**Passage provided**
Muhammad Fazlur Rahman Ansari (14 August 1914 – 3 June 1974) was a Pakistani Islamic scholar and philosopher. 

He was the founder of the Aleemiyah Institute of Islamic Studies and Founder President of the World Federation of Islamic Missions.

Early life 
Muhammad was born in Saharanpur, British India, on 14 August 1914. At the age of six and a half years, he memorised the Quran at the Madrassah Islamiah of Muzaffarnagar, Uttar Pradesh.

Education and Training 
He was trained by Muhammad Abdul Aleem Siddique in the mid-30s as the Resident-Missionary and Editor of Genuine Islam , an international magazine of the All Malaya Muslim Missionary Society which wrote on political Zionism, its threat to Palestine , the Ahmadiyat of Mirza Ghulam Ahmad who claimed to be the Second Coming of Jesus .It contained many articles by scholars such as the Nizam of Hyderabad, Shaykhul Azhar Muhammad Mustafa al Maraghi, Syed Sulaiman Nadvi, Muhammad Marmaduke Pickthall, Muhammad Asad  etc.

In 1933, Ansari enrolled for his BA degree at the Aligarh Muslim University, and majored in Philosophy, English and Arabic. He eventually earned a PhD in Philosophy.

**Short problem a**
In the biography of Muhammad Fazlur Rahman Ansari, at which institution did he memorize the Quran?

**Data provided**

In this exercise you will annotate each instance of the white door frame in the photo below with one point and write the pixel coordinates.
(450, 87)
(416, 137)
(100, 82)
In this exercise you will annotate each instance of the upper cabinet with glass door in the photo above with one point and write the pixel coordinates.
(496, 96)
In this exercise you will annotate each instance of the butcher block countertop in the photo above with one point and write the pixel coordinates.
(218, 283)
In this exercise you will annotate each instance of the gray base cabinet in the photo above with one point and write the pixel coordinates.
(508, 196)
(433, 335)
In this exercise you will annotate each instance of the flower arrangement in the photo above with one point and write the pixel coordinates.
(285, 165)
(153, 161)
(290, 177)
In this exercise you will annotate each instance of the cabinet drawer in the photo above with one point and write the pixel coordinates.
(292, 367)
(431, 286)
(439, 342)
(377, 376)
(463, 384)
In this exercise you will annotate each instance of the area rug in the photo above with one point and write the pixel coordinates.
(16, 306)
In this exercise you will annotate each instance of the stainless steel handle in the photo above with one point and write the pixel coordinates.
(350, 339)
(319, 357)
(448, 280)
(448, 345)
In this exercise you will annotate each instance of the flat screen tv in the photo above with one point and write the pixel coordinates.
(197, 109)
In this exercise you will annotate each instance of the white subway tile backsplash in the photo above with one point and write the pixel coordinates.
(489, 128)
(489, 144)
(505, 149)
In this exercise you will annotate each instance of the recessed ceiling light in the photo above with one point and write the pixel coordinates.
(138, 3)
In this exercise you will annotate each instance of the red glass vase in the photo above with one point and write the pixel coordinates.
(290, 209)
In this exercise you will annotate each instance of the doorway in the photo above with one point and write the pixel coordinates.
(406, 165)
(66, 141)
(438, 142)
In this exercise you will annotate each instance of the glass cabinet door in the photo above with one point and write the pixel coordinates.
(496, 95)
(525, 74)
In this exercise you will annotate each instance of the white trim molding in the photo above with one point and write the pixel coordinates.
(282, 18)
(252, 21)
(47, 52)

**Short problem b**
Reproduce the entries from the line with "In this exercise you will annotate each instance of the flat" through the end of the entries, swapping "annotate" for "mark" and keeping everything else unchanged. Return only those lines.

**Result a**
He memorized it at the Madrassah Islamiah of Muzaffarnagar, Uttar Pradesh.

**Result b**
In this exercise you will mark each instance of the flat screen tv in the photo above with one point and write the pixel coordinates.
(197, 109)
In this exercise you will mark each instance of the white subway tile backsplash in the photo above with one point and write the pixel coordinates.
(489, 128)
(489, 144)
(505, 149)
In this exercise you will mark each instance of the recessed ceiling light in the photo above with one point and write the pixel coordinates.
(138, 3)
In this exercise you will mark each instance of the red glass vase in the photo above with one point and write the pixel coordinates.
(290, 209)
In this exercise you will mark each instance of the doorway in the photo above with one point and write the pixel coordinates.
(406, 165)
(66, 141)
(438, 142)
In this exercise you will mark each instance of the glass cabinet door in the photo above with one point and write the pixel coordinates.
(496, 95)
(525, 74)
In this exercise you will mark each instance of the white trim molding in the photo above with one point and write the pixel coordinates.
(282, 18)
(252, 21)
(47, 52)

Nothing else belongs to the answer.